**EXERCISE OBJECTIVE**
Pick out every line in the items below that contains the word "dark", and copy each such line.

##########

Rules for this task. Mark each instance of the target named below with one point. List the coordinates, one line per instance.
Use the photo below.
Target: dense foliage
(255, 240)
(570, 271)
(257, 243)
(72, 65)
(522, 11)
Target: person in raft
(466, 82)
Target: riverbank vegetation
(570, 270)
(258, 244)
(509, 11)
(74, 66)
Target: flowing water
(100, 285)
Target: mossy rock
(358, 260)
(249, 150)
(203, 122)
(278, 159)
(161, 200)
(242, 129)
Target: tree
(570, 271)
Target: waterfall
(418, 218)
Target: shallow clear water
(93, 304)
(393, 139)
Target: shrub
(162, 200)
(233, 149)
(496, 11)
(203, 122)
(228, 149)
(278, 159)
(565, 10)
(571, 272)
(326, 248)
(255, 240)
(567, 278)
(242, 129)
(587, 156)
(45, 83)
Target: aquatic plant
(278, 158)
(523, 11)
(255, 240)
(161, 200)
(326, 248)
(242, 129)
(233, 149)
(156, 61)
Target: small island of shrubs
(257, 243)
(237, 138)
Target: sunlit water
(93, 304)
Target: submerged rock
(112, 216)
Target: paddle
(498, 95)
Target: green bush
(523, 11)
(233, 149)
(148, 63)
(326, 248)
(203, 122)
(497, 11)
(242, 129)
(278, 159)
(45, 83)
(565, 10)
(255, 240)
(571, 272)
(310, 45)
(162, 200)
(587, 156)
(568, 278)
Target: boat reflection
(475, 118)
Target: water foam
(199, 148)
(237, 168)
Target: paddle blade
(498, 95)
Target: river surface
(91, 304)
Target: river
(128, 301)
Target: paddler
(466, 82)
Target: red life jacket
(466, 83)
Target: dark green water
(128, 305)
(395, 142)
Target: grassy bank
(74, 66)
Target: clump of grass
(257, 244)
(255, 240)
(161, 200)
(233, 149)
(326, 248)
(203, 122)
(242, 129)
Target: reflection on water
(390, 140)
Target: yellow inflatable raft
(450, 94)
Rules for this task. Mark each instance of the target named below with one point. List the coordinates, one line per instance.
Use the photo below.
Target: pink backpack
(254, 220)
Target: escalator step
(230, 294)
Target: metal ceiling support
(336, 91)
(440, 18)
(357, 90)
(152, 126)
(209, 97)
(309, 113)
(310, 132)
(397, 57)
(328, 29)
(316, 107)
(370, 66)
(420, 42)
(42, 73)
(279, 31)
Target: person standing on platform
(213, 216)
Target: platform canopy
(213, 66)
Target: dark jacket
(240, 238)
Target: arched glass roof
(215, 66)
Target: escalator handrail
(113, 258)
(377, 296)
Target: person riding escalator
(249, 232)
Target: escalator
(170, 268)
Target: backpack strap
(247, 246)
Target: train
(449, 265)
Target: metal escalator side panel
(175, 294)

##########

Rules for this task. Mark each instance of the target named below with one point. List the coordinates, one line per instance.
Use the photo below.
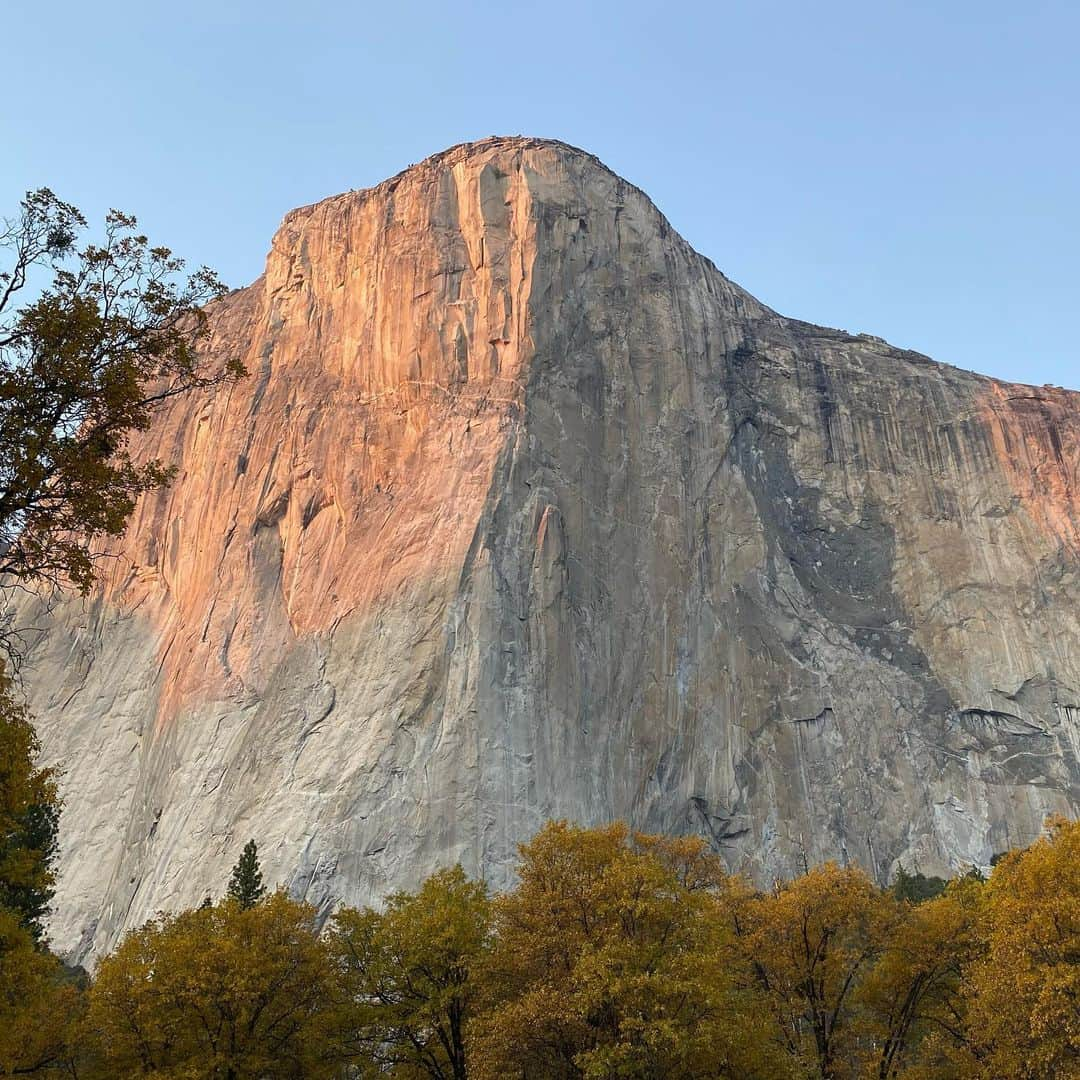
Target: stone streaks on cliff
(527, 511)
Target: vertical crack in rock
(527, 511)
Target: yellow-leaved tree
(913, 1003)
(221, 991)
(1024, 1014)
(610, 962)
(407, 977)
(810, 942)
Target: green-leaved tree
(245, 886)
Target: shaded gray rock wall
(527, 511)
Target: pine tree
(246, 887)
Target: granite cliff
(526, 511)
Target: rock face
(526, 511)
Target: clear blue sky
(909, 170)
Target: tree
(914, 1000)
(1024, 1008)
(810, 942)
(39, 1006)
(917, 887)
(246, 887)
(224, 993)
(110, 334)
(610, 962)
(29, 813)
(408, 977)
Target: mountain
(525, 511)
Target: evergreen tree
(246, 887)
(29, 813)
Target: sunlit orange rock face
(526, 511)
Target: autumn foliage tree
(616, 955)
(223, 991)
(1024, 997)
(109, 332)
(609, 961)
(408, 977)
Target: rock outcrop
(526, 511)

##########

**REPLY**
Target: dark green water
Target: dark jacket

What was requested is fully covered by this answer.